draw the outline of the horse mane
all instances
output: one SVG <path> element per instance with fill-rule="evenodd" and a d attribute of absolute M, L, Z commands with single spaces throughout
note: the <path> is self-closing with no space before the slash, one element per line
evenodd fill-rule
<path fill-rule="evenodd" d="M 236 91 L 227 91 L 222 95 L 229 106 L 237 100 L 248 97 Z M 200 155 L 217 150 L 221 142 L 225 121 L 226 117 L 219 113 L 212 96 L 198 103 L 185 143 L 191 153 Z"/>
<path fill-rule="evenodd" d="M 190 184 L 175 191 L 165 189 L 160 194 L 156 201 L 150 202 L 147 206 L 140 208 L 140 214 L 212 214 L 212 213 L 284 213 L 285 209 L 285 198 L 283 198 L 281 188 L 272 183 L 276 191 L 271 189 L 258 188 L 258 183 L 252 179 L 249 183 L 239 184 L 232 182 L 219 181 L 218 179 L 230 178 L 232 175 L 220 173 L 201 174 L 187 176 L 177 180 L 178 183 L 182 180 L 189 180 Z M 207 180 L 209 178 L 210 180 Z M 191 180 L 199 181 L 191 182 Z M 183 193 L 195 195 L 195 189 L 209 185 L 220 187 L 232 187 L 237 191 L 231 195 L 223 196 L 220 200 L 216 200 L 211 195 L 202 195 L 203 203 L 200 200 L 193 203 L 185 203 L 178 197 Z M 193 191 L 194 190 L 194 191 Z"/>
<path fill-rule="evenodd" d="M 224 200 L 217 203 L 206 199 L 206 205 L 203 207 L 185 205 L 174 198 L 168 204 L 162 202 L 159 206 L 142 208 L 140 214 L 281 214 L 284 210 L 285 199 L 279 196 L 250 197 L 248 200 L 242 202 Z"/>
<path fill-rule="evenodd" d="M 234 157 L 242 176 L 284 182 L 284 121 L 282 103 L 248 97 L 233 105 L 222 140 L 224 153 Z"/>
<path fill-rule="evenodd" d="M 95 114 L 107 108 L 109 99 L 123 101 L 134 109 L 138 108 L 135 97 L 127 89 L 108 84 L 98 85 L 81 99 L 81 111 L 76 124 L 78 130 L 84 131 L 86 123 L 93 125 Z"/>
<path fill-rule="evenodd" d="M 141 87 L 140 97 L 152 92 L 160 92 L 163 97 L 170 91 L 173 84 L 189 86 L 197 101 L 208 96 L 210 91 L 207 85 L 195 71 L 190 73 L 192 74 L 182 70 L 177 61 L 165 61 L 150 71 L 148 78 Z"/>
##############################
Given instruction: Which lines in the data above contain the word "with"? Copy each of those lines in full.

Response to this task:
output: one SVG <path> element per instance with fill-rule="evenodd" and a d attribute of absolute M, L, Z commands with single spaces throughout
note: the <path> is self-closing with no space before the slash, one element per line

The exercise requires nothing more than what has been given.